Reproduce the rows starting at the line that contains "Consider the photo above. For each instance of the camouflage" and ending at the line that contains "Target: name tag on uniform", requests included. Shift every answer coordinate by -43.

Pointing records
○ ○ ○ ○

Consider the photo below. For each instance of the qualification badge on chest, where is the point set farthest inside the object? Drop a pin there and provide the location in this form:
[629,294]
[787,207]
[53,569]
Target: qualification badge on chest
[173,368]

○ ○ ○ ○

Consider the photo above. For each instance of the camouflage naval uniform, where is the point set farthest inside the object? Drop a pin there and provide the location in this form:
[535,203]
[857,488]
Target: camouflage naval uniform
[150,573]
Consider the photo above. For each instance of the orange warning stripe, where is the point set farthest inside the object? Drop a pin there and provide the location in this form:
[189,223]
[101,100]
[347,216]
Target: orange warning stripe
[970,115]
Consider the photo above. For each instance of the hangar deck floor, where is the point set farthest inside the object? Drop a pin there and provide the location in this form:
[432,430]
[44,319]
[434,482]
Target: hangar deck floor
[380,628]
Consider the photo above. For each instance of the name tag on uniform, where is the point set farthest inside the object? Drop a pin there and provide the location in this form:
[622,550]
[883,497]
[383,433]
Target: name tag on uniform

○ ○ ○ ○

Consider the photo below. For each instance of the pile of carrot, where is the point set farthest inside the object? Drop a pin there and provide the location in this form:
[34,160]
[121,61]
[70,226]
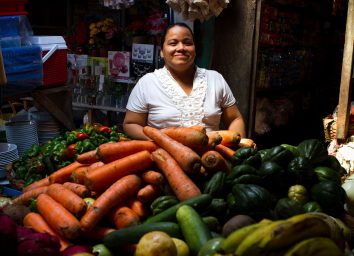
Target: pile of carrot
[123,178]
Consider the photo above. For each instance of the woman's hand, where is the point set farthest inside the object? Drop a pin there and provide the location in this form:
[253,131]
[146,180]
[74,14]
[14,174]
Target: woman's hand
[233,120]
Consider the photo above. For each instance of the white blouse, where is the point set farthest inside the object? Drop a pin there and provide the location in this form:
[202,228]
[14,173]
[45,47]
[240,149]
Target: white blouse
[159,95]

○ ○ ○ ○

Answer to the task
Consider the photo above. For each instance of the camouflage naval uniform, where is the point set farthest inside the object? Drop a pin there and provide the location in this form:
[535,203]
[857,488]
Target: camouflage naval uniform
[107,530]
Consider the photo above. For each instance of the orange warning stripe, where is the point set farthest inside the object? Drop a pin there and provide the location in this form:
[189,223]
[101,100]
[347,216]
Target: orange warning stripe
[927,72]
Consider the photo above. For each instance of the hangar deck floor, where is the point set farthest inside the object? Drop a pin there and provide the location in this form:
[432,430]
[44,319]
[434,482]
Target: hangar deck floor
[337,585]
Consider the photo above. For each instance of the name tag on uniform, where is the point set farthest inside the object? Drop a pin there and provide the location in this form:
[622,550]
[883,497]
[383,433]
Target: name tag on uniform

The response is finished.